Between 1910 and 1947 Young wrote 11 novels, which are primarily domestic, and are very much of their time and place, mostly portraying life in Radstowe, a fictionalised version of Bristol, where she lived for many years. The plots are slight, the story-lines slow, and her writing very quiet, with subtle depictions of the delicate nuances of class and social structure, and the tension caused by the need for public proprietry balanced against private desires. Her observations of relationships are equally acute as she exposes the feelings between man and woman, parent and child, sister and sister. In some ways she’s quite subversive because she’s not afraid to question the moral values of her day.

I have to admit, that whilst running around doing bits and pieces for my mother I forgot about this anniversary, but I wanted to post something, because EH Young is one of my favourite authors, and Jane has gone to all the trouble of organising a ‘Birthday Book’, so fans of forgotten female authors ought to support her. So here are a few rather garbled thoughts on William, which I enjoyed immensely.

It focuses on the relationships within the Nesbitt family – shipping magnate William, his wife Kate, and their five grown-up children, Dora, Mabel, Lydia, Janet and Walter. On the face of it the Nesbitts are a happy, conventional family. Then Lydia leaves her husband for another man, and the scandal affects everyone in different ways (the novel was written in 1925 when such behaviour would have made Lydia a social outcast and brought censure on her family). And as the novel unfolds become cracks appear in other relationships.

# STORED DATA
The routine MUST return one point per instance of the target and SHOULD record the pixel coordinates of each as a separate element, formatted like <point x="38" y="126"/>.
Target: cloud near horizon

# SET TASK A
In the blog post on EH Young, what town do most of her novels portray?
# SET TASK B
Sum up the blog post on EH Young in two sentences.
# SET TASK C
Carry on the blog post on EH Young from the point where it stops.
The lines above play no part in this.

# REPLY A
Radstowe, a fictionalised version of Bristol.

# REPLY B
Between 1910 and 1947 EH Young wrote 11 quiet, domestic novels, mostly set in Radstowe, a fictionalised Bristol, that closely observe class, relationships and the moral values of her day. Her novel William, which the writer enjoyed immensely, follows the Nesbitt family, whose outward happiness is shaken when Lydia leaves her husband for another man.

# REPLY C
There is Dora, miserably married to Herbert, who is a bully, but a wealthy bully, and she remains with him for the sake of the children and her luxurious lifestyle. And there is Mabel, something of an outsider in the family, who marries mean-minded, penny-pinching John and makes a virtue out of wearing ugly shoes. dowdy clothes, and running everywhere because she cannot afford a taxi. Then there is lonely, unhappy Janet, craving independence, but still living at home and in love with Lydia’s husband Oliver. And there is Lydia herself, who remains something of a cipher, seen through the eyes of others, her motives a mystery but, seemingly, no happier for leaving her husband than she was with him.

And, of course, there are William and Kate, and the rift whiich opens between them when Lydia runs away. William is the chief protagonist, and we see things mainly from his point of view. Obviously a shrewd businessman, he’s a self-made man who has worked his way) up in the world, and is satisfied with his achievements (but never smug). Quiet and unassuming, he is, at heart, a family man who loves his wife and children, but is not blind to their faults, or his own – he’s very self-aware, always slightly detached and amused, but never judgemental. And although he wants his children to be happy he realises they must make their own decisions, and that those decisions may not always please him. And although he doesn’t want to interfere he is tempted, on occasions, to nudge things along in what he hopes is the right direction…

His wife Kate is no match for him intellectually, and is inclined to seek refuge in ill health when she thinks she is badly used by family and friends. Social position and doing the right thing are very important to her, and she has her own aspirations for the children, urging them to fall in with her wishes, and she doesn’t agree with William when he says: “I’ve told you, Kate, we can’t have them as we want them. We’re lucky to have them as they are.” She is devastated by Lydia;s behaviour, and is hurt and angry when he supports his favourite daughter. It would be easy to dislike Kate, but I felt sorry for her – I think there’s a bit of empty nest syndrome going on here, and she’s very much a woman of her time and class, with too much time on her hands, and not enough to do.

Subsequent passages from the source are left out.